[To do]: Every record must be repeated exactly; omit any pictures they contain.

[Stored records]
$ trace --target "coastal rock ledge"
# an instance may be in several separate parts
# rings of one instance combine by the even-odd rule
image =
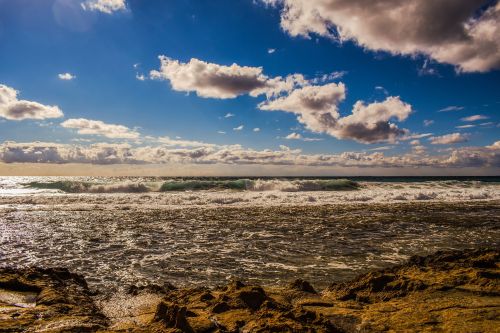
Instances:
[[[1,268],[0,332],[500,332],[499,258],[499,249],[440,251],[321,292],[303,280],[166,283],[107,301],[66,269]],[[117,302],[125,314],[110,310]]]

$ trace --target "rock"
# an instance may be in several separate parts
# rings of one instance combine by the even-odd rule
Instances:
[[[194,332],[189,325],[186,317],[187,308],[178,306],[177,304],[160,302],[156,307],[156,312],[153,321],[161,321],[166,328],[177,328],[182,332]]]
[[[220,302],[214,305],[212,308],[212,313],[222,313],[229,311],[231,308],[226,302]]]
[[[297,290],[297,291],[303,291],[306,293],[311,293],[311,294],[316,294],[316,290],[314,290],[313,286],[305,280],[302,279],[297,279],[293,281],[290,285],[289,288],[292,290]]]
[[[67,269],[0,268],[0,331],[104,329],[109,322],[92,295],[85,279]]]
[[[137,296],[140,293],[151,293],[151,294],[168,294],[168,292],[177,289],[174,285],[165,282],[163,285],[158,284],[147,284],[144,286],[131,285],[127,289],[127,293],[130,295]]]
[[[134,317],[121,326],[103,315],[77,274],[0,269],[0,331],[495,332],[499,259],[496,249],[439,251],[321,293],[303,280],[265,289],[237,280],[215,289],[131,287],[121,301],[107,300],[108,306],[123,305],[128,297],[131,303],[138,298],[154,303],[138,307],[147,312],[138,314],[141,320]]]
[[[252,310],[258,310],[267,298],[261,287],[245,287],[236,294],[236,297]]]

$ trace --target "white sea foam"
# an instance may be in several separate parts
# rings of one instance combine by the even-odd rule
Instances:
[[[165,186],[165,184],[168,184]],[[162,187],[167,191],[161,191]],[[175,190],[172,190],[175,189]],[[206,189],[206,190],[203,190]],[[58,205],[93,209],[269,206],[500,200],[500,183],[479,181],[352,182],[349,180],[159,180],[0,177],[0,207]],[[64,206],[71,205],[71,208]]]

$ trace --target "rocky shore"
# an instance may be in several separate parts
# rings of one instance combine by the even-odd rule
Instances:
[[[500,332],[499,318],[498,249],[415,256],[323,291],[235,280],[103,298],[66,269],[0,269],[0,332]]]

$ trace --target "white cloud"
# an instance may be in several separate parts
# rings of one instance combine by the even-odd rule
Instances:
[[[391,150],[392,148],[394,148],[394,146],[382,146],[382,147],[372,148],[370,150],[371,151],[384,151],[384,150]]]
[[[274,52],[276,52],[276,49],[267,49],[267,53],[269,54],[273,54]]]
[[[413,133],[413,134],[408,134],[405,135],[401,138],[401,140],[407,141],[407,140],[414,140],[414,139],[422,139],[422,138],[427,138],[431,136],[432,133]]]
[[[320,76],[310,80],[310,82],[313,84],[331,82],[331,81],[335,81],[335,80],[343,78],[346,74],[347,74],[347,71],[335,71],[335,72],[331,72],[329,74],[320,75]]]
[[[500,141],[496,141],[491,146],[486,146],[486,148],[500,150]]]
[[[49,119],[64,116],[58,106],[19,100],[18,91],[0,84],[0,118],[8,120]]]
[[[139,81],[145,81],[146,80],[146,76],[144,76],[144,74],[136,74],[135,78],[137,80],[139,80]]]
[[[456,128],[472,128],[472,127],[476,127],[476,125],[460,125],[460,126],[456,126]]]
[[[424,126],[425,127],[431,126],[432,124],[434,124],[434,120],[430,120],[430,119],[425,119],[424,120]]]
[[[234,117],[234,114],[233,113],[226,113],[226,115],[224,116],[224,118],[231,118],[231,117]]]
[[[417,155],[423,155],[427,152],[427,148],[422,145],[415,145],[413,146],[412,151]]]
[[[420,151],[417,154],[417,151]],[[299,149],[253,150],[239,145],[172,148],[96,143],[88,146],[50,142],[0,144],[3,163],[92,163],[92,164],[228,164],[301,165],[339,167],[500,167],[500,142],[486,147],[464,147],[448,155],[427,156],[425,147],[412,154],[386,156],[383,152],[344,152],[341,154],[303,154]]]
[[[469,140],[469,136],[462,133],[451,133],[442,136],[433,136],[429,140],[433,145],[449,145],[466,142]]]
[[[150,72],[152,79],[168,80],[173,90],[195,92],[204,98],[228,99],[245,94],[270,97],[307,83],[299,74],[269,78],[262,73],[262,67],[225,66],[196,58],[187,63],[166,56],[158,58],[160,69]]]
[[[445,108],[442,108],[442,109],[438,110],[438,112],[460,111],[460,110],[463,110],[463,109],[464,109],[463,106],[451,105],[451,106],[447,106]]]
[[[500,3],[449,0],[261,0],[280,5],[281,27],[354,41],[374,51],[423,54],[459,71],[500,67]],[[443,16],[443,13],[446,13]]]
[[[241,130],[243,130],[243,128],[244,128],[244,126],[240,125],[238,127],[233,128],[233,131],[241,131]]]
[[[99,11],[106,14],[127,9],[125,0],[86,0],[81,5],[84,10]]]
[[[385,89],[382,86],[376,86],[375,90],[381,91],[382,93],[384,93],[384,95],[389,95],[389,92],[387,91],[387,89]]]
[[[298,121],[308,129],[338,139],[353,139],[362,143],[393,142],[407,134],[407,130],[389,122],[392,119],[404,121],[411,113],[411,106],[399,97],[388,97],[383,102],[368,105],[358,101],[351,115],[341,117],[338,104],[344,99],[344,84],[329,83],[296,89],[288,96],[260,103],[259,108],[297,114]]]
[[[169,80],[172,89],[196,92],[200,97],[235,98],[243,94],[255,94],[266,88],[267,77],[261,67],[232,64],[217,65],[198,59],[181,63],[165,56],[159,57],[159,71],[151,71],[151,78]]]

[Your solution]:
$ trace --target "coastal rock ledge"
# an instance may be in several separate parts
# rings of one instance combine by the even-odd rule
image =
Instances:
[[[1,268],[0,332],[500,332],[499,258],[499,249],[440,251],[321,292],[303,280],[166,283],[107,301],[66,269]],[[117,302],[125,314],[110,310]]]

$ trace --target "rock"
# an instance may be in several separate parts
# rings of one instance combine by the even-odd rule
Instances:
[[[194,332],[189,325],[186,317],[187,308],[178,306],[177,304],[160,302],[156,307],[156,312],[153,321],[161,321],[166,328],[177,328],[182,332]]]
[[[220,302],[214,305],[212,308],[212,313],[222,313],[229,311],[231,308],[226,302]]]
[[[297,290],[297,291],[303,291],[306,293],[311,293],[311,294],[316,294],[316,290],[314,290],[313,286],[305,280],[302,279],[297,279],[293,281],[290,285],[289,288],[292,290]]]
[[[67,269],[0,268],[0,331],[104,329],[109,322],[92,295],[85,279]]]
[[[137,296],[140,293],[151,293],[151,294],[168,294],[168,292],[177,289],[174,285],[165,282],[163,285],[158,284],[147,284],[144,286],[131,285],[127,289],[127,293],[130,295]]]
[[[134,317],[121,326],[103,315],[77,274],[0,269],[0,331],[495,332],[499,259],[496,249],[439,251],[321,293],[303,280],[265,289],[237,280],[215,289],[131,287],[121,301],[107,300],[108,306],[123,305],[128,297],[131,303],[138,298],[154,303],[138,307],[147,312],[138,314],[141,320]]]
[[[252,310],[258,310],[267,298],[261,287],[245,287],[236,294],[236,297]]]

$ trace --target "white sea foam"
# an instance may be in several separate parts
# rings of one instance combine by the even-odd rule
Instances:
[[[165,186],[165,184],[168,184]],[[162,187],[167,191],[161,191]],[[175,190],[172,190],[175,189]],[[206,189],[206,190],[203,190]],[[58,205],[93,209],[269,206],[500,200],[500,183],[479,181],[352,182],[349,180],[159,180],[0,177],[0,207]],[[64,206],[71,205],[71,208]]]

$ trace --target "rocky shore"
# an instance may be in several separate parts
# rings of one instance combine by the even-odd rule
Instances:
[[[500,332],[499,318],[498,249],[415,256],[323,291],[235,280],[103,298],[66,269],[0,269],[0,332]]]

$ trace --target "white cloud"
# an instance may be in several separate parts
# rings of one instance combine by the even-odd rule
Instances:
[[[391,150],[392,148],[394,148],[394,146],[382,146],[382,147],[372,148],[370,150],[371,151],[384,151],[384,150]]]
[[[274,52],[276,52],[276,49],[267,49],[267,53],[269,54],[273,54]]]
[[[413,133],[413,134],[408,134],[405,135],[401,138],[401,140],[407,141],[407,140],[414,140],[414,139],[422,139],[422,138],[427,138],[431,136],[432,133]]]
[[[320,76],[310,80],[310,82],[313,84],[331,82],[331,81],[335,81],[335,80],[343,78],[346,74],[347,74],[347,71],[335,71],[335,72],[331,72],[329,74],[320,75]]]
[[[500,141],[496,141],[491,146],[486,146],[486,148],[500,150]]]
[[[49,119],[64,116],[58,106],[19,100],[18,91],[0,84],[0,118],[8,120]]]
[[[139,81],[145,81],[146,80],[146,76],[144,76],[144,74],[136,74],[135,78],[137,80],[139,80]]]
[[[456,128],[472,128],[472,127],[476,127],[476,125],[460,125],[460,126],[456,126]]]
[[[424,126],[425,127],[431,126],[432,124],[434,124],[434,120],[430,120],[430,119],[425,119],[424,120]]]
[[[234,117],[234,114],[233,113],[226,113],[226,115],[224,116],[224,118],[231,118],[231,117]]]
[[[417,155],[423,155],[427,152],[427,148],[422,145],[415,145],[413,146],[412,151]]]
[[[420,151],[417,154],[417,151]],[[299,149],[253,150],[239,145],[172,148],[96,143],[88,146],[50,142],[0,144],[3,163],[92,163],[92,164],[228,164],[301,165],[339,167],[500,167],[500,142],[486,147],[464,147],[448,155],[427,156],[425,147],[412,154],[386,156],[383,152],[344,152],[341,154],[303,154]]]
[[[469,140],[469,136],[462,133],[451,133],[442,136],[433,136],[429,140],[433,145],[449,145],[466,142]]]
[[[150,72],[152,79],[168,80],[173,90],[195,92],[204,98],[228,99],[245,94],[270,97],[307,83],[299,74],[269,78],[262,73],[262,67],[225,66],[196,58],[187,63],[166,56],[158,58],[160,69]]]
[[[445,108],[442,108],[442,109],[438,110],[438,112],[460,111],[460,110],[463,110],[463,109],[464,109],[463,106],[451,105],[451,106],[447,106]]]
[[[500,3],[449,0],[261,0],[280,5],[281,27],[354,41],[374,51],[423,54],[459,71],[500,67]],[[443,16],[443,13],[446,13]]]
[[[241,130],[243,130],[243,128],[244,128],[244,126],[240,125],[238,127],[233,128],[233,131],[241,131]]]
[[[99,11],[106,14],[127,9],[125,0],[86,0],[81,5],[84,10]]]
[[[385,89],[382,86],[376,86],[375,90],[381,91],[382,93],[384,93],[384,95],[389,95],[389,92],[387,91],[387,89]]]
[[[298,121],[308,129],[338,139],[353,139],[362,143],[393,142],[407,134],[407,130],[389,122],[392,119],[404,121],[411,113],[411,106],[399,97],[388,97],[383,102],[368,105],[358,101],[351,115],[341,117],[338,104],[344,99],[344,84],[329,83],[296,89],[288,96],[260,103],[259,108],[297,114]]]
[[[169,80],[172,89],[196,92],[200,97],[235,98],[243,94],[255,94],[266,88],[267,77],[261,67],[232,64],[217,65],[198,59],[181,63],[165,56],[159,57],[159,71],[151,71],[151,78]]]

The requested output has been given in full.